Directions: In full and without alteration, write out the data below.

Record set:
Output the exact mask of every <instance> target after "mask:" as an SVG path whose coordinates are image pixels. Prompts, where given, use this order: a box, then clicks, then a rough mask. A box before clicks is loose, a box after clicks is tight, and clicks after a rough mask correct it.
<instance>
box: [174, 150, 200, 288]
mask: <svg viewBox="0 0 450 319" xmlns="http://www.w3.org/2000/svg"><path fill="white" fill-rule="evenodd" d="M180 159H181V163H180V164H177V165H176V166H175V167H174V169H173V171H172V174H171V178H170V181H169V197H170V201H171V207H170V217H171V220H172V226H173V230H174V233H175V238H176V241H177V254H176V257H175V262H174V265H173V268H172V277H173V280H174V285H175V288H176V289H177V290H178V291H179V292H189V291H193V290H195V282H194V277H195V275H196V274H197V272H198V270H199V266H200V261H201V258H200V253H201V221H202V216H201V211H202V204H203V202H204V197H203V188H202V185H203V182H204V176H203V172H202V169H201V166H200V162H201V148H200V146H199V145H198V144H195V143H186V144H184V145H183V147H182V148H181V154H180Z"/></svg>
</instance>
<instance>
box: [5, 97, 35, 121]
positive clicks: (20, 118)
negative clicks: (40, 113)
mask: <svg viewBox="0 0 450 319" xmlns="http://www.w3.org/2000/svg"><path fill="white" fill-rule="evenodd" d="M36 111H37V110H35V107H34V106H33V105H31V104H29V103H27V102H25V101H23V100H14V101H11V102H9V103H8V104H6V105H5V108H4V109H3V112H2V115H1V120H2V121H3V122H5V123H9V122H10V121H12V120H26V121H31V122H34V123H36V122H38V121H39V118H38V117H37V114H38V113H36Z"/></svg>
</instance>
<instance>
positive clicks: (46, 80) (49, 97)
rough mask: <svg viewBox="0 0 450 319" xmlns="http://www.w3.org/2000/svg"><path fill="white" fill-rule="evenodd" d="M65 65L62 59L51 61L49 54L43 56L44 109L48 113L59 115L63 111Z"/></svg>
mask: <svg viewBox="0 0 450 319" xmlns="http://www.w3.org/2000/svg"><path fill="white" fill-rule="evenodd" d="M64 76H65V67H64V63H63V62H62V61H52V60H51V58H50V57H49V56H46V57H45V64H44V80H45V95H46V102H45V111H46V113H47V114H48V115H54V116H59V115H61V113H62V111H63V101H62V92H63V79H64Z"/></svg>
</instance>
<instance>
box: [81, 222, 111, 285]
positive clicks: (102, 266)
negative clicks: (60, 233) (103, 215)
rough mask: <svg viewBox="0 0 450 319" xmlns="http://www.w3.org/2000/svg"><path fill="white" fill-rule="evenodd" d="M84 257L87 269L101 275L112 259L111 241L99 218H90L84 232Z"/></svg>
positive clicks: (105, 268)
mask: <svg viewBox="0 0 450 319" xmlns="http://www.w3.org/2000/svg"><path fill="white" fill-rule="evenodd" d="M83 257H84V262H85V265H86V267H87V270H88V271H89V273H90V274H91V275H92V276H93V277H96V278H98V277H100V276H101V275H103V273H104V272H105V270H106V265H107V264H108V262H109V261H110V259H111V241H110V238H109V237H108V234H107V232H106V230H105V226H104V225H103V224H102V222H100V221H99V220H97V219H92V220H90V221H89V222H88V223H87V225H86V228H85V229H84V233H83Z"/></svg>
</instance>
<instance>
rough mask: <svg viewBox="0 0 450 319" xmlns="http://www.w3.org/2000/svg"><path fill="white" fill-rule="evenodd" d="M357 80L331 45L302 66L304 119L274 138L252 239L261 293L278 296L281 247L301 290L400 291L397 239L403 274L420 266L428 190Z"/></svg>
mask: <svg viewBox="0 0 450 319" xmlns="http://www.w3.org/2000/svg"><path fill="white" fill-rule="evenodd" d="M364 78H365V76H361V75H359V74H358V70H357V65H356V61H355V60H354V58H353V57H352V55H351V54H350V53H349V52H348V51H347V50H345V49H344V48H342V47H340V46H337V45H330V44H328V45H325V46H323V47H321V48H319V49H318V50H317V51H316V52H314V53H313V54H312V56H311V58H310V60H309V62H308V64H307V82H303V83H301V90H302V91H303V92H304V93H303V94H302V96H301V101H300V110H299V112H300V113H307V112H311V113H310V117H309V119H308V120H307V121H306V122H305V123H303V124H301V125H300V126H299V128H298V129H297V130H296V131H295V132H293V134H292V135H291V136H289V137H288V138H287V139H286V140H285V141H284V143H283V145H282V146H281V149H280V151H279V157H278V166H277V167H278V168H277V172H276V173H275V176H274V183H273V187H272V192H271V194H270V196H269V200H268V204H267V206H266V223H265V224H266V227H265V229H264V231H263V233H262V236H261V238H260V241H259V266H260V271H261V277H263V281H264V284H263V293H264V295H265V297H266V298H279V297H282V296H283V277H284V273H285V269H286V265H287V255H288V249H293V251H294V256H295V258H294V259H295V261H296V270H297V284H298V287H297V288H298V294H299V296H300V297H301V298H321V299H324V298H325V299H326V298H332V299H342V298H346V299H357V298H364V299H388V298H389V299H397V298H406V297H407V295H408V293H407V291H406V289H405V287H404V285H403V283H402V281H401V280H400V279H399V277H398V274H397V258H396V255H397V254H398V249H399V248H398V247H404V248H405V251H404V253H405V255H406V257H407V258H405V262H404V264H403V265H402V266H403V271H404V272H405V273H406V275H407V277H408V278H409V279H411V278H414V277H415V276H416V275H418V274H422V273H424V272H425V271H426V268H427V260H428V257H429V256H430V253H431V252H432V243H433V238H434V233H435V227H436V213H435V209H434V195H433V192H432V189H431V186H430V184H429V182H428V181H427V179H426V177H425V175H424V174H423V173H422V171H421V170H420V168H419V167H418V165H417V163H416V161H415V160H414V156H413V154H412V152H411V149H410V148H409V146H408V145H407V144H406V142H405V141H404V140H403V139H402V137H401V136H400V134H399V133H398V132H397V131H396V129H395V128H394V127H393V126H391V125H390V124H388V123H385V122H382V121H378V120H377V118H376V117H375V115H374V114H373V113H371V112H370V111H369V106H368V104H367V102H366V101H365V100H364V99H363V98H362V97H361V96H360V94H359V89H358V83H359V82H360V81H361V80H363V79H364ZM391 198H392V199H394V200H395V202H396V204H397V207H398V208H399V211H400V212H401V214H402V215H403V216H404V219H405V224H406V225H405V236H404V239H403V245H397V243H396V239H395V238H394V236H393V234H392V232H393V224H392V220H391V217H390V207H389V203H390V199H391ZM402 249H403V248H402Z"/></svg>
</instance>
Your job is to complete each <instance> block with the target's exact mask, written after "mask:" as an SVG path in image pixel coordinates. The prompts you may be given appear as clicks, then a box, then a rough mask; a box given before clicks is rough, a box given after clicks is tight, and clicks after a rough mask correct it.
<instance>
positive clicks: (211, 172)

Reply to the task:
Output the exact mask of every <instance> target after "mask:" as an SVG path whose coordinates are image pixels. Prompts, where given, use this order: a box, then clicks, then a rough mask. A box before clicks is loose, a box after clicks is tight, and clicks after a rough mask correct it.
<instance>
box: [174, 150, 200, 288]
mask: <svg viewBox="0 0 450 319" xmlns="http://www.w3.org/2000/svg"><path fill="white" fill-rule="evenodd" d="M180 159H181V163H180V164H177V165H176V166H175V167H174V169H173V171H172V174H171V178H170V181H169V197H170V201H171V207H170V217H171V220H172V226H173V230H174V233H175V238H176V241H177V254H176V257H175V262H174V265H173V268H172V277H173V280H174V285H175V288H176V289H177V290H178V291H179V292H189V291H193V290H195V282H194V277H195V275H196V274H197V272H198V270H199V266H200V261H201V258H200V253H201V221H202V216H201V211H202V204H203V202H204V197H203V188H202V185H203V182H204V176H203V172H202V169H201V166H200V162H201V148H200V146H199V145H198V144H195V143H186V144H184V145H183V147H182V148H181V154H180Z"/></svg>
</instance>
<instance>
box: [5, 97, 35, 121]
positive clicks: (20, 118)
negative clicks: (40, 113)
mask: <svg viewBox="0 0 450 319" xmlns="http://www.w3.org/2000/svg"><path fill="white" fill-rule="evenodd" d="M36 111H37V110H35V107H34V106H33V105H31V104H29V103H27V102H25V101H23V100H14V101H11V102H9V103H8V104H6V105H5V108H4V109H3V112H2V115H1V120H2V121H3V122H5V123H9V122H10V121H12V120H26V121H31V122H34V123H36V122H38V121H39V118H38V117H37V114H38V113H36Z"/></svg>
</instance>
<instance>
positive clicks: (46, 80) (49, 97)
rough mask: <svg viewBox="0 0 450 319" xmlns="http://www.w3.org/2000/svg"><path fill="white" fill-rule="evenodd" d="M65 65L62 59L51 61L49 54L43 56L44 109L48 113L59 115L63 111Z"/></svg>
mask: <svg viewBox="0 0 450 319" xmlns="http://www.w3.org/2000/svg"><path fill="white" fill-rule="evenodd" d="M64 76H65V67H64V63H63V62H62V61H52V60H51V58H50V57H49V56H46V57H45V64H44V80H45V95H46V102H45V111H46V113H47V114H48V115H54V116H59V115H61V113H62V111H63V101H62V92H63V79H64Z"/></svg>
</instance>
<instance>
box: [81, 222, 111, 285]
positive clicks: (102, 266)
negative clicks: (60, 233) (103, 215)
rough mask: <svg viewBox="0 0 450 319" xmlns="http://www.w3.org/2000/svg"><path fill="white" fill-rule="evenodd" d="M84 257L87 269L101 275L112 259L111 241L99 218H90L84 232Z"/></svg>
positive clicks: (105, 268)
mask: <svg viewBox="0 0 450 319" xmlns="http://www.w3.org/2000/svg"><path fill="white" fill-rule="evenodd" d="M83 257H84V262H85V265H86V267H87V270H88V271H89V273H90V274H91V275H92V276H93V277H96V278H98V277H100V276H101V275H103V273H104V272H105V270H106V265H107V264H108V262H109V261H110V259H111V241H110V238H109V237H108V234H107V232H106V230H105V226H104V225H103V224H102V222H100V221H99V220H97V219H92V220H90V221H89V222H88V223H87V225H86V228H85V229H84V233H83Z"/></svg>
</instance>
<instance>
rough mask: <svg viewBox="0 0 450 319" xmlns="http://www.w3.org/2000/svg"><path fill="white" fill-rule="evenodd" d="M357 80L331 45L302 66L304 119L274 138L252 239L261 293L278 296L281 247L301 290L400 291L397 239L403 274L420 266L428 190Z"/></svg>
mask: <svg viewBox="0 0 450 319" xmlns="http://www.w3.org/2000/svg"><path fill="white" fill-rule="evenodd" d="M364 78H365V76H361V75H359V74H358V70H357V65H356V61H355V60H354V58H353V57H352V55H351V54H350V53H349V52H348V51H347V50H345V49H344V48H342V47H340V46H337V45H330V44H328V45H325V46H323V47H321V48H319V49H318V50H317V51H316V52H314V53H313V54H312V56H311V58H310V60H309V62H308V64H307V82H303V83H301V90H302V91H303V92H304V93H303V94H302V96H301V101H300V110H299V112H300V113H307V112H311V113H310V117H309V119H308V120H307V121H306V122H305V123H303V124H301V125H300V126H299V128H298V129H297V130H296V131H295V132H293V134H292V135H291V136H289V137H288V138H287V139H286V140H285V141H284V143H283V145H282V146H281V149H280V151H279V157H278V166H277V167H278V168H277V172H276V173H275V176H274V183H273V187H272V192H271V194H270V196H269V200H268V204H267V206H266V223H265V224H266V227H265V229H264V231H263V233H262V236H261V238H260V241H259V266H260V271H261V277H263V281H264V284H263V293H264V295H265V297H266V298H279V297H282V296H283V277H284V273H285V269H286V265H287V255H288V249H293V251H294V256H295V258H294V259H295V261H296V270H297V284H298V287H297V288H298V294H299V296H300V297H301V298H321V299H324V298H325V299H326V298H332V299H342V298H346V299H357V298H364V299H388V298H389V299H397V298H406V297H407V295H408V293H407V291H406V289H405V287H404V285H403V283H402V281H401V280H400V279H399V277H398V274H397V258H396V255H397V254H398V249H399V248H398V247H404V248H405V251H404V253H405V255H406V257H407V258H405V262H404V264H403V265H402V266H403V271H404V272H405V273H406V275H407V277H408V278H409V279H411V278H414V277H415V276H416V275H418V274H422V273H424V272H425V271H426V268H427V260H428V257H429V256H430V253H431V252H432V243H433V238H434V233H435V227H436V213H435V209H434V195H433V192H432V189H431V186H430V184H429V182H428V181H427V179H426V177H425V175H424V174H423V173H422V171H421V170H420V168H419V167H418V165H417V163H416V161H415V160H414V156H413V154H412V152H411V149H410V148H409V146H408V145H407V144H406V142H405V141H404V140H403V139H402V137H401V136H400V134H399V133H398V132H397V131H396V129H395V128H394V127H393V126H391V125H390V124H388V123H385V122H382V121H378V120H377V118H376V117H375V115H374V114H373V113H371V112H370V111H369V106H368V104H367V102H366V101H365V100H364V99H363V98H362V97H361V96H360V94H359V89H358V83H359V82H360V81H361V80H363V79H364ZM391 198H392V199H394V200H395V202H396V204H397V207H398V208H399V211H400V212H401V214H402V215H403V216H404V219H405V224H406V225H405V236H404V239H403V245H397V243H396V239H395V238H394V236H393V234H392V232H393V224H392V220H391V217H390V207H389V203H390V199H391ZM402 249H403V248H402Z"/></svg>
</instance>
Your job is to complete each <instance> block with the target's exact mask, written after "mask:" as an SVG path in image pixel coordinates. The prompts you may be given appear as clicks, then a box, then a rough mask; a box given before clicks is rough, a box given after clicks is tight, and clicks after a rough mask correct it.
<instance>
positive clicks: (211, 172)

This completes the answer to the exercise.